§ Excerpt from a dataset:
= = = = = = =

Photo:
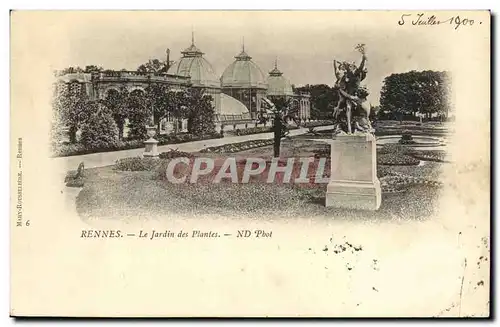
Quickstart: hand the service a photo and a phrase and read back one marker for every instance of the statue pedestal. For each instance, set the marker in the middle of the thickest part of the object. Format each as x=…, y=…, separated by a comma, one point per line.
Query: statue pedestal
x=151, y=148
x=353, y=181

= = = = = = =

§ DESCRIPTION OF THE TASK: Copy every one of the records above word for word, omitting the pictures.

§ RESULT:
Photo:
Quickstart: hand the service a photo and a phrase and read back one marker for every instance of the statue pedestal. For each instance, set the marker in the middle of the thickest part of the object. Format each as x=…, y=…, separated by a comma, one point per line.
Query: statue pedestal
x=151, y=148
x=353, y=181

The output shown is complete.